Recorded data:
.....
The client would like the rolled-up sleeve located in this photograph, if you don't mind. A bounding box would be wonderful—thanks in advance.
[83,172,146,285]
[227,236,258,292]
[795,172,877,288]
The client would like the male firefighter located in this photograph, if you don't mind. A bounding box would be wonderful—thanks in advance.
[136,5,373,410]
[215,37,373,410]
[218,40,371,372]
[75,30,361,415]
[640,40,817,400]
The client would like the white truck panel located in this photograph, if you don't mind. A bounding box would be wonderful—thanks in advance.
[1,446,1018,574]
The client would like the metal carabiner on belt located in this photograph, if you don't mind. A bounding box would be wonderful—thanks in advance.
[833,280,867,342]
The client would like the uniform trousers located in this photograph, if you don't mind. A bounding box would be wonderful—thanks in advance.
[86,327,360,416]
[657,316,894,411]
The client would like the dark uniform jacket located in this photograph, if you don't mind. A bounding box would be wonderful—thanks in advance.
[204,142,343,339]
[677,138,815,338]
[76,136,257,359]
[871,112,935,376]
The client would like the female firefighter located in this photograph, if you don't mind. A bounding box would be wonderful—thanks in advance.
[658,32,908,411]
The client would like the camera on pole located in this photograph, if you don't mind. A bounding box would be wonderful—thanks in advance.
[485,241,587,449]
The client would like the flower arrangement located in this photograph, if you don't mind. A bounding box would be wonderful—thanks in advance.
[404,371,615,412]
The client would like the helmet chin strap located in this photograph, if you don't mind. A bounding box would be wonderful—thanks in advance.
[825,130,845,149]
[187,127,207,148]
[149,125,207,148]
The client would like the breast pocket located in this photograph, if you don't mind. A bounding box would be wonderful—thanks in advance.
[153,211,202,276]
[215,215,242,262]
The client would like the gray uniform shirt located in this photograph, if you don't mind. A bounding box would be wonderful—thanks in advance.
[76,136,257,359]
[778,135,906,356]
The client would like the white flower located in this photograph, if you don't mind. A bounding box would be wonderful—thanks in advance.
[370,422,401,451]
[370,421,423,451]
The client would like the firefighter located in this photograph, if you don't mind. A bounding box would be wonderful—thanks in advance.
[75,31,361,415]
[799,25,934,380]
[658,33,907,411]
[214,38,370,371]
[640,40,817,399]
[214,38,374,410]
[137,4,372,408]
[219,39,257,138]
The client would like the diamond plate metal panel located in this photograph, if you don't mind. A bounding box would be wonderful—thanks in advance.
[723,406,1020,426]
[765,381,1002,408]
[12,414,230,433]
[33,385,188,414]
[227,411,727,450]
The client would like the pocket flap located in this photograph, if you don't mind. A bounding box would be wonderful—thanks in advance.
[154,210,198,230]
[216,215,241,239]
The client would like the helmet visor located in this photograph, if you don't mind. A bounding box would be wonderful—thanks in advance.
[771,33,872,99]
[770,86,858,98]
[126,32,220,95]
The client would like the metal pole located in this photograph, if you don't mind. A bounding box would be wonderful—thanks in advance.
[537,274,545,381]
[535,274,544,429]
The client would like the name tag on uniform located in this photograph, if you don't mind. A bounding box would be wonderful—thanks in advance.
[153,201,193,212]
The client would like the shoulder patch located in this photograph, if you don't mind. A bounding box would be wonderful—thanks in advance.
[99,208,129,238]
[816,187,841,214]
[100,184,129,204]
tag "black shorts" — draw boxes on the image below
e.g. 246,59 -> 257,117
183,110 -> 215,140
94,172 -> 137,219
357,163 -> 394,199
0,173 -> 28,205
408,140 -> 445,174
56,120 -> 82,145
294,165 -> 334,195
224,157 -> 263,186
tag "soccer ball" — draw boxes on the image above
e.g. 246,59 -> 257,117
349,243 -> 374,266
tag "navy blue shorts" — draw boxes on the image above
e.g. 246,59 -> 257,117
.....
### WHAT IS NEEDED
Wherever a line holds the word "image", copy that line out of the entries above.

### YOUR RESPONSE
tag "black shorts" — draw boxes on the image below
tag "soccer ball" — draw boxes on the image above
tag "navy blue shorts" — draw boxes on the image above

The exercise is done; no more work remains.